*Input data*:
---------------
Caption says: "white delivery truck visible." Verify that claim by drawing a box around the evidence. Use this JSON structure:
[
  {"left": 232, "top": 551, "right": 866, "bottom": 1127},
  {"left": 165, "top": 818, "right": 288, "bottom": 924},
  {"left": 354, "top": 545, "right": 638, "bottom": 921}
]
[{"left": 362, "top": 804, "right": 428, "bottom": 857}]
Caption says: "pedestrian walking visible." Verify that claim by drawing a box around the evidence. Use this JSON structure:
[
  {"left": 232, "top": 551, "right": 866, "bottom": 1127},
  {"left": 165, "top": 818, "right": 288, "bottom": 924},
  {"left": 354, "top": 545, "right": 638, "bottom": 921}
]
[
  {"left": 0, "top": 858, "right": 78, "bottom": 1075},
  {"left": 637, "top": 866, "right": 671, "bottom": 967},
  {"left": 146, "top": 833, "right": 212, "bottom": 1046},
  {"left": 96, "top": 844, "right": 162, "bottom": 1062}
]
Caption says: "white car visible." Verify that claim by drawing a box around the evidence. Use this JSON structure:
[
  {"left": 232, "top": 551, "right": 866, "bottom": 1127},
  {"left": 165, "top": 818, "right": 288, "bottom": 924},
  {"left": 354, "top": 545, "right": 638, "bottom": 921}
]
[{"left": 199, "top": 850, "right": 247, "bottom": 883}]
---------------
*Directions for this task*: Repeat the material above in full, quoting it exactly.

*In response*:
Caption says: "white delivery truck visible." Verify that claim by drawing a box around the evidence. Use this JSON structure:
[
  {"left": 232, "top": 551, "right": 866, "bottom": 1127},
  {"left": 165, "top": 818, "right": 288, "bottom": 924},
  {"left": 354, "top": 545, "right": 638, "bottom": 921}
]
[{"left": 362, "top": 804, "right": 428, "bottom": 857}]
Caption says: "pedestrian walking visible." Verify that claim by drawing a box around the evidence. Use this JSON structure:
[
  {"left": 232, "top": 551, "right": 866, "bottom": 1127},
  {"left": 165, "top": 818, "right": 288, "bottom": 924},
  {"left": 354, "top": 545, "right": 638, "bottom": 921}
]
[
  {"left": 0, "top": 858, "right": 78, "bottom": 1075},
  {"left": 637, "top": 866, "right": 671, "bottom": 967},
  {"left": 146, "top": 833, "right": 212, "bottom": 1046},
  {"left": 96, "top": 844, "right": 162, "bottom": 1062}
]
Caption says: "white car visible." Verify that claim by drawing a box around the evidence. Use this JSON structure:
[
  {"left": 232, "top": 551, "right": 866, "bottom": 1127},
  {"left": 165, "top": 818, "right": 288, "bottom": 924},
  {"left": 354, "top": 545, "right": 638, "bottom": 921}
]
[{"left": 199, "top": 850, "right": 247, "bottom": 883}]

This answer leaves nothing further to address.